--- begin ---

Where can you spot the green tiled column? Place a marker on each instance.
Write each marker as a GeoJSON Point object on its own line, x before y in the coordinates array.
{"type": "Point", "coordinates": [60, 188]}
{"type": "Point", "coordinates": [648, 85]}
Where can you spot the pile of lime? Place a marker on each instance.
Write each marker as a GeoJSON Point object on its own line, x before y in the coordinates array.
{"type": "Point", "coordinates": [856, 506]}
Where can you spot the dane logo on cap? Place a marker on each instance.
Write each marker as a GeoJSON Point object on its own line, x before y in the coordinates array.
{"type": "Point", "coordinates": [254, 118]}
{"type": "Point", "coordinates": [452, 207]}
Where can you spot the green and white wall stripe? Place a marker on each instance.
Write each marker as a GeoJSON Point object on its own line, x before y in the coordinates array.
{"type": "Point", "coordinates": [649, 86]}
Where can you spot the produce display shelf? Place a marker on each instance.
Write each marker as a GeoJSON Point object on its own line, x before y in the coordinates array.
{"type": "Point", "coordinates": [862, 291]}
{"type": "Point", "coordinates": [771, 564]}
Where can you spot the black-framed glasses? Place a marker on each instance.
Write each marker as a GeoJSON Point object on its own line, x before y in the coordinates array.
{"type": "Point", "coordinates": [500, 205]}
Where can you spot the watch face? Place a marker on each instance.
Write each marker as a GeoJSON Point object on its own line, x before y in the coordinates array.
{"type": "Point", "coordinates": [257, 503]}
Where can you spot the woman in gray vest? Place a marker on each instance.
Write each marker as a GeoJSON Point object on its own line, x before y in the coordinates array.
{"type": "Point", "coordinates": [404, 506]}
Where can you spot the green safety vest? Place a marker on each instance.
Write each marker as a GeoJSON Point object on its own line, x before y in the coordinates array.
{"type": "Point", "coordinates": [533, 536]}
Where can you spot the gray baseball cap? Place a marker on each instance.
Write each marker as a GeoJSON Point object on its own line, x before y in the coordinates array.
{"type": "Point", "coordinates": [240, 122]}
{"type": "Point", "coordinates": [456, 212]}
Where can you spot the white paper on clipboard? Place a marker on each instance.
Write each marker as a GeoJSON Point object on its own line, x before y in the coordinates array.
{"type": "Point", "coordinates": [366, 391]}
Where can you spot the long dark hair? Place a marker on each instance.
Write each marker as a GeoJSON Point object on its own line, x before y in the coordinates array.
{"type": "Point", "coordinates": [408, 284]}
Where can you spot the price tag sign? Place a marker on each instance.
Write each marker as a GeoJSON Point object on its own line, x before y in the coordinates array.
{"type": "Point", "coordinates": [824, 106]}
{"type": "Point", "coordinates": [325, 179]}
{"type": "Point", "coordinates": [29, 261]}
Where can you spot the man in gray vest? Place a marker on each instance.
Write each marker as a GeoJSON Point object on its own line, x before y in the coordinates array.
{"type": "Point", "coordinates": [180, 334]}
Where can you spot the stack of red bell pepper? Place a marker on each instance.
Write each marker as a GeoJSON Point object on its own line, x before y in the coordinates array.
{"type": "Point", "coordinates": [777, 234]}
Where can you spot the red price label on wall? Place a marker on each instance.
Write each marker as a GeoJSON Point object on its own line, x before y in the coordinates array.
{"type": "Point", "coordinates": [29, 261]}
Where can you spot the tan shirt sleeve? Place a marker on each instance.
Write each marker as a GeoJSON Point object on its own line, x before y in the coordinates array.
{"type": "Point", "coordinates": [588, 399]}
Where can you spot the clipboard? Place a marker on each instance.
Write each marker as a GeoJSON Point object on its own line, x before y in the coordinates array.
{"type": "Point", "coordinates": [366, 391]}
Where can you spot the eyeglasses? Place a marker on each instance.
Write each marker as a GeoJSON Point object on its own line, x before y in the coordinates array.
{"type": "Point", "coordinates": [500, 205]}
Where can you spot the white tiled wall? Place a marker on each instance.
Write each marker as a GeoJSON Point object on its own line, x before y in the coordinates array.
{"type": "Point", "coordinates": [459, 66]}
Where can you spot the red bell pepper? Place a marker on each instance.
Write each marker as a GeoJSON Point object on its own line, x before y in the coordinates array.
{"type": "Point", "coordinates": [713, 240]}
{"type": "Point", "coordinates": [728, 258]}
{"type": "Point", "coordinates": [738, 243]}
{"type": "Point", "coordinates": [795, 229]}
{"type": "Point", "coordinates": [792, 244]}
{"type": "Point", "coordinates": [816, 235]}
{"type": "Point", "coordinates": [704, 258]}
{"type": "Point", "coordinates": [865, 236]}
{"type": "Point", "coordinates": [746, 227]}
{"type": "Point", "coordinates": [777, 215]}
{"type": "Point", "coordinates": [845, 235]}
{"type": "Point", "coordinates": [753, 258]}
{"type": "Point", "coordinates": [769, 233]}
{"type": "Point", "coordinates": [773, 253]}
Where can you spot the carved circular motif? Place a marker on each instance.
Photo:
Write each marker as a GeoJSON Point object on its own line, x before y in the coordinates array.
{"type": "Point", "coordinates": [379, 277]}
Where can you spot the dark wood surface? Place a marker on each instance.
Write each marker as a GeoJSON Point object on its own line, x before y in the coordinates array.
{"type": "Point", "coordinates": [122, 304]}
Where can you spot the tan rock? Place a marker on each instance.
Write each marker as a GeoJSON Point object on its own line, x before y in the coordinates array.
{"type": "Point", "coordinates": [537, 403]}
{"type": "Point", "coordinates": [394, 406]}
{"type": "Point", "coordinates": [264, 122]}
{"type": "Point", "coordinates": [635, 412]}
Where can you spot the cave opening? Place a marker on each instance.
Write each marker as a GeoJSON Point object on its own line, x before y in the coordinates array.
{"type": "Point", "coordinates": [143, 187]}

--- end ---

**What is needed:** Can you render all the data above as a numbered list, leaving out the blank lines?

**Exercise solution:**
1. Where can you spot the green tiled column? Place a marker on each instance.
2. Write each marker as a GeoJSON Point object on its own line, x before y in the coordinates array.
3. {"type": "Point", "coordinates": [60, 188]}
4. {"type": "Point", "coordinates": [648, 85]}
5. Where can you spot the pile of lime? Place a marker on each instance.
6. Write each marker as a GeoJSON Point object on its own line, x before y in the coordinates array.
7. {"type": "Point", "coordinates": [856, 506]}
8. Where can you spot the dane logo on cap? Place a marker on each instance.
9. Write each marker as a GeoJSON Point object on its own line, x before y in the coordinates array.
10. {"type": "Point", "coordinates": [254, 118]}
11. {"type": "Point", "coordinates": [452, 207]}
12. Where can you spot the green and white wall stripe? Place a marker on each instance.
13. Write each marker as a GeoJSON Point object on its own line, x before y in the coordinates array.
14. {"type": "Point", "coordinates": [649, 86]}
15. Where can you spot the produce display shelf? Place a marker on each instance.
16. Write each marker as a GeoJSON Point object on its own line, x before y in the coordinates array.
17. {"type": "Point", "coordinates": [862, 291]}
18. {"type": "Point", "coordinates": [771, 564]}
19. Where can you spot the black-framed glasses? Place a marker on each instance.
20. Write each marker as a GeoJSON Point object on its own line, x before y in the coordinates array.
21. {"type": "Point", "coordinates": [500, 205]}
22. Where can you spot the watch face? Place a marker on each instance.
23. Write each marker as a GeoJSON Point object on its own line, x before y in the coordinates array.
24. {"type": "Point", "coordinates": [257, 503]}
25. Where can you spot the woman in gray vest? Place a marker on each instance.
26. Write each marker as a GeoJSON Point object on its own line, x before y in the coordinates array.
27. {"type": "Point", "coordinates": [404, 506]}
28. Where can you spot the green safety vest? Place a marker on each instance.
29. Write each marker as a GeoJSON Point object on its own line, x before y in the coordinates array.
30. {"type": "Point", "coordinates": [533, 536]}
31. Where can you spot the gray baseball cap? Place a marker on each instance.
32. Write each marker as a GeoJSON Point object on its own line, x before y in the coordinates array.
33. {"type": "Point", "coordinates": [240, 122]}
34. {"type": "Point", "coordinates": [456, 212]}
35. Where can you spot the white paper on clipboard? Place a marker on each instance.
36. Write each marker as a GeoJSON Point object on its own line, x before y in the coordinates array.
37. {"type": "Point", "coordinates": [366, 391]}
38. Where can you spot the long dark hair? Place a marker on each instance.
39. Write each marker as a GeoJSON Point object on its own line, x before y in the coordinates array.
40. {"type": "Point", "coordinates": [408, 284]}
41. Where can you spot the price tag sign? Place a marker on each instance.
42. Write each marker as a GeoJSON Point object on its own line, x before y in the coordinates array.
43. {"type": "Point", "coordinates": [824, 106]}
44. {"type": "Point", "coordinates": [325, 179]}
45. {"type": "Point", "coordinates": [29, 261]}
46. Where can you spot the man in gray vest? Place a marker on each instance.
47. Write each marker as a GeoJSON Point object on its own line, x before y in the coordinates array.
48. {"type": "Point", "coordinates": [180, 334]}
49. Where can you spot the stack of red bell pepper? Place a marker on each instance.
50. Write each marker as a GeoJSON Point object on its own line, x before y in the coordinates array.
51. {"type": "Point", "coordinates": [777, 234]}
52. Where can you spot the red price label on wall? Place a marker on each instance.
53. Write each marker as a GeoJSON Point object on its own line, x before y in the coordinates array.
54. {"type": "Point", "coordinates": [29, 261]}
55. Where can you spot the tan shirt sleeve? Place a marker on each instance.
56. Write each marker as a GeoJSON Point object on its own line, x before y in the coordinates array.
57. {"type": "Point", "coordinates": [588, 399]}
58. Where can you spot the clipboard? Place a marker on each instance.
59. Write each marker as a GeoJSON Point object on its own line, x before y in the coordinates array.
60. {"type": "Point", "coordinates": [366, 391]}
61. Where can you spot the eyeglasses? Place a marker on each instance.
62. Write each marker as a GeoJSON Point object on its own line, x before y in the coordinates array.
63. {"type": "Point", "coordinates": [500, 205]}
64. Where can you spot the white tiled wall? Place a marker on each instance.
65. Write each marker as a GeoJSON Point object on its own line, x before y in the coordinates array.
66. {"type": "Point", "coordinates": [459, 66]}
67. Where can you spot the red bell pepper? Place a marker on each instance.
68. Write each marker as a GeoJSON Point object on its own line, x before y in the coordinates array.
69. {"type": "Point", "coordinates": [713, 240]}
70. {"type": "Point", "coordinates": [728, 258]}
71. {"type": "Point", "coordinates": [738, 243]}
72. {"type": "Point", "coordinates": [795, 229]}
73. {"type": "Point", "coordinates": [792, 244]}
74. {"type": "Point", "coordinates": [816, 235]}
75. {"type": "Point", "coordinates": [704, 258]}
76. {"type": "Point", "coordinates": [865, 236]}
77. {"type": "Point", "coordinates": [746, 227]}
78. {"type": "Point", "coordinates": [777, 215]}
79. {"type": "Point", "coordinates": [845, 235]}
80. {"type": "Point", "coordinates": [753, 258]}
81. {"type": "Point", "coordinates": [769, 233]}
82. {"type": "Point", "coordinates": [773, 253]}
83. Where can you spot the carved circular motif? Place a marker on each instance.
84. Photo:
85. Write each marker as a GeoJSON Point object on its own line, x before y in the coordinates array.
86. {"type": "Point", "coordinates": [379, 277]}
87. Where can you spot the dark wood surface? Place a marker on each instance.
88. Write each marker as a GeoJSON Point object on its own line, x before y in the coordinates array.
89. {"type": "Point", "coordinates": [122, 304]}
90. Where can you spot the tan rock? Place a marker on each instance.
91. Write each marker as a GeoJSON Point object on its own line, x before y in the coordinates array.
92. {"type": "Point", "coordinates": [537, 403]}
93. {"type": "Point", "coordinates": [394, 406]}
94. {"type": "Point", "coordinates": [264, 122]}
95. {"type": "Point", "coordinates": [635, 412]}
96. Where can you spot the cave opening? Place a marker on each instance.
97. Write each marker as a GeoJSON Point object on its own line, x before y in the coordinates array.
98. {"type": "Point", "coordinates": [143, 187]}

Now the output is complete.